Exercise instructions: Can you restate the records below word for word?

Record set:
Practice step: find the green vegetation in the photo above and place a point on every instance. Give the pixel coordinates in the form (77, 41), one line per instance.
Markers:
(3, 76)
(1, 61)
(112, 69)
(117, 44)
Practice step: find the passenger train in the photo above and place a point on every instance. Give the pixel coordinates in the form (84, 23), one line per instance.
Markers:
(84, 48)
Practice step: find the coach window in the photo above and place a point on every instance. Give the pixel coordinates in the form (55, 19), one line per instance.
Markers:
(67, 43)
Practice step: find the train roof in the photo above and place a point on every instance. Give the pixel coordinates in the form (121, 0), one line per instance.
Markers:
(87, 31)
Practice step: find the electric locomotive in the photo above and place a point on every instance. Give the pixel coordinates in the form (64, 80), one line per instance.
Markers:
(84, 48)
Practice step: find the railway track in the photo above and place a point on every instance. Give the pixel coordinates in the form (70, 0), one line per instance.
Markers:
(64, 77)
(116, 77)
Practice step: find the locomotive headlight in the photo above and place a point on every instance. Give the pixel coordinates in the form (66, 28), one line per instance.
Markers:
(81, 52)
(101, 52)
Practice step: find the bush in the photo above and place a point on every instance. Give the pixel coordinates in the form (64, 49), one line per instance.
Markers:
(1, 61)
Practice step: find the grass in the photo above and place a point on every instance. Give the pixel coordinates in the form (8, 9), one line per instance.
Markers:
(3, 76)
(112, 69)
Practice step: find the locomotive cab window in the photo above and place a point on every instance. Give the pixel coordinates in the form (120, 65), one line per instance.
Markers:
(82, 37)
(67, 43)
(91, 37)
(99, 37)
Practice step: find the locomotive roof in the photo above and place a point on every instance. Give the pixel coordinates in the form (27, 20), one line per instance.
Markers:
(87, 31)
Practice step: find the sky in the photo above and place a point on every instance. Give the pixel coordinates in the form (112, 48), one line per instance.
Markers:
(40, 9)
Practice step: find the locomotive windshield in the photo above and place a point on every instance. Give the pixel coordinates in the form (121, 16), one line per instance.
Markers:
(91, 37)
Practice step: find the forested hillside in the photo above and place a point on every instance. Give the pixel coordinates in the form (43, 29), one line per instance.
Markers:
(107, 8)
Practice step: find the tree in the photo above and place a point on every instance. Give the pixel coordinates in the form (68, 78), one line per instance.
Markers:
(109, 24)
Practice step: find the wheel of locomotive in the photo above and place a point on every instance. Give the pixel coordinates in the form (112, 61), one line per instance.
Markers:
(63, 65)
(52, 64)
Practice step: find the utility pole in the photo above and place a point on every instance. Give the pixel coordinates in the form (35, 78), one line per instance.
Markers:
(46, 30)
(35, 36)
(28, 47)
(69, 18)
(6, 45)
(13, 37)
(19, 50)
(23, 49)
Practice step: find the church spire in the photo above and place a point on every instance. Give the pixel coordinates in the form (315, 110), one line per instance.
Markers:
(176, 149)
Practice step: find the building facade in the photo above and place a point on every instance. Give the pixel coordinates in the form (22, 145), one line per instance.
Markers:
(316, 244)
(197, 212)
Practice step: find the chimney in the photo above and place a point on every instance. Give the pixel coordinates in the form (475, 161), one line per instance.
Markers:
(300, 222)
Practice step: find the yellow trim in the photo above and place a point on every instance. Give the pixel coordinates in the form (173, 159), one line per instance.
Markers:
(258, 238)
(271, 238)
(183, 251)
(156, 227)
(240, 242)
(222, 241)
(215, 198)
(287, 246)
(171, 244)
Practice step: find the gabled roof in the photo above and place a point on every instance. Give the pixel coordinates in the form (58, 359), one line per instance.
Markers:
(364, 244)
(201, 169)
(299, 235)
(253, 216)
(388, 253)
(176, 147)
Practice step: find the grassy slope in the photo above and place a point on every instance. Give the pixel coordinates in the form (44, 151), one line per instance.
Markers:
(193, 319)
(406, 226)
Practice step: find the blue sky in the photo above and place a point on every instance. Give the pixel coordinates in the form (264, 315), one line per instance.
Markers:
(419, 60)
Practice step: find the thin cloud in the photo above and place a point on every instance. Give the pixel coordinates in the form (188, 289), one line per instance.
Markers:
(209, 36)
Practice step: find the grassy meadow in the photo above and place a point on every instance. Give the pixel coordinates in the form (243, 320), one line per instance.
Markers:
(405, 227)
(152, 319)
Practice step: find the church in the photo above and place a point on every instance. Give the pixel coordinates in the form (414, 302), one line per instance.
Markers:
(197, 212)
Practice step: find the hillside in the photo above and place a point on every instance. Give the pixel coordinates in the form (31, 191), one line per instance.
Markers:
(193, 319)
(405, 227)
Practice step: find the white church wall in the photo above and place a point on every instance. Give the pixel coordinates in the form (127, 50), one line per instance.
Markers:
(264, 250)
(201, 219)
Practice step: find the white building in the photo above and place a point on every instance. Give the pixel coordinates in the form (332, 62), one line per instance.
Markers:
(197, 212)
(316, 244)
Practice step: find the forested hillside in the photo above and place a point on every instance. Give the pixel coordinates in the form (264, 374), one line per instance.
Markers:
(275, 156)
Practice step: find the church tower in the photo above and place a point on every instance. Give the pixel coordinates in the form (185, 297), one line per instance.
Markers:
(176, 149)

Completed exercise:
Practice step: find the green vegetation in the photo above and place a point on every instance. Give the pixel coordinates in the form (77, 41), one line per instance.
Markers:
(3, 76)
(1, 61)
(112, 69)
(117, 44)
Practice step: find the passenger train in the photo above and place a point on every instance. Give the pixel coordinates in the form (84, 23), one line per instance.
Markers:
(84, 48)
Practice step: find the coach window in the photo above and place a point on every instance. Give the pixel coordinates in the form (55, 19), one line per instance.
Markers:
(67, 43)
Practice step: find the train roof in the photo above and place a point on every instance. Give the pixel coordinates in the form (121, 0), one line per instance.
Markers:
(87, 31)
Practice step: find the electric locomotive in the photo above and place a point on every instance. Give the pixel coordinates in the form (64, 80), one line per instance.
Markers:
(84, 48)
Practice step: find the railway track in the photo above and place a point on every instance. Give the pixel coordinates in the form (70, 0), one line per instance.
Markers:
(64, 77)
(116, 77)
Practice step: find the locomotive headlight in the photo above and place a point on every instance. Give the pixel coordinates in the form (66, 28), one line per instance.
Markers:
(81, 52)
(101, 52)
Practice step: find the bush in the photo above and place a point on every instance. Give the pixel coordinates in the form (64, 49), one line per instance.
Markers:
(1, 61)
Practice step: find the grass in the photo above and place a point on every instance. Give the pixel coordinates in the form (8, 9), one line per instance.
Markers:
(3, 76)
(112, 69)
Practice step: find the locomotive cab window in the photo above and place a point on every instance. Give the pixel coordinates in the form (120, 65), one line per instance.
Markers:
(82, 37)
(67, 43)
(91, 37)
(99, 37)
Practice step: find the locomotive roof in the photo above and place a point on every instance. Give the pixel coordinates in the form (27, 20), one line per instance.
Markers:
(87, 31)
Practice step: find the sky in the photo above and place a point on every instance. Give the pixel coordinates in the form (112, 48), one line per instance.
Markers:
(40, 9)
Practice step: find the locomotive windshield in the photo above and place a point on every instance. Give the pixel coordinates in the form (121, 16), one line per instance.
Markers:
(91, 37)
Practice step: find the forested hillside in the photo above and place a point on every instance. Give the pixel coordinates in the form (43, 29), one line per instance.
Markers:
(107, 8)
Practice step: find the tree in the photo above and place a point on every instance. Give the pixel coordinates in the form (68, 78), one line per instance.
Markers:
(109, 24)
Practice step: find the wheel of locomotive in the photo above and place a point on every instance. Give the pixel coordinates in the form (112, 61), one line per instance.
Markers:
(63, 65)
(52, 64)
Practice step: find the utility pole in the photo above and place a point on every instance. Give the pixel coordinates in the form (35, 78), one line per instance.
Markers:
(46, 30)
(35, 36)
(28, 47)
(69, 18)
(6, 45)
(13, 37)
(19, 50)
(23, 49)
Practice step: find the church spire in the photo above and place a point on every instance. Give the pixel coordinates in the form (315, 110), one line per instance.
Markers:
(176, 149)
Practice step: find the building facade in the photo above and place a point on every instance. Give the pixel coordinates in the form (22, 145), one line per instance.
Markers:
(316, 244)
(197, 212)
Practice step: find the chimney in the photo above and place a point on every instance. Give the pixel coordinates in the form (475, 161), one line per instance.
Markers:
(300, 222)
Practice step: find the yellow trim in the photo above and place a point on every instance. Give the pixel coordinates in the form (173, 159), one line per instance.
Markers:
(258, 238)
(271, 238)
(183, 251)
(156, 227)
(240, 242)
(222, 241)
(215, 198)
(287, 246)
(171, 244)
Practice step: find the gabled roof in the photo above and place a point on every instance. Give the pixel coordinates in the form (58, 359), one line per instance.
Markers:
(364, 244)
(201, 169)
(299, 235)
(253, 216)
(388, 253)
(176, 147)
Practice step: find the grassy slope in the photo above and place a point on every instance. Give the pixel coordinates in the form (44, 151), one line per instance.
Markers:
(193, 319)
(406, 226)
Practice step: find the blue sky in the photo above and place a point on every instance. Give the pixel coordinates in the form (264, 315), one line per instance.
Markers:
(419, 60)
Practice step: find the thin cloud in the photo above and place a point on every instance. Give the pixel coordinates in the form (188, 289), one line per instance.
Markers:
(209, 36)
Practice step: find the grassy meadow in the photo above and place a point on every instance. Give the pixel coordinates in the form (243, 320), one line per instance.
Markers:
(405, 227)
(152, 319)
Practice step: find the church in the photo above and place a point on every instance. Give the pixel coordinates in the form (414, 302), one line per instance.
Markers:
(197, 212)
Practice step: find the hillside in the photo above and place a point on every instance. Give the pixel coordinates in the form (31, 191), one line per instance.
Markers:
(193, 319)
(405, 227)
Practice step: find the white church wall in the photo above and place a point on every instance. Give the pixel coordinates in the form (127, 50), one line per instance.
Markers:
(264, 250)
(201, 219)
Practice step: find the white building in the photo above and place a point on every instance. Give the pixel coordinates in the form (332, 62), one line per instance.
Markers:
(197, 212)
(316, 244)
Practice step: find the forested hillside in the photo above and place a point on every instance. Give the pixel coordinates in the form (264, 374), one line per instance.
Markers:
(275, 156)
Practice step: find the church tower in the photo above and place a point on every instance. Give the pixel coordinates in the form (185, 297), one line per instance.
Markers:
(176, 149)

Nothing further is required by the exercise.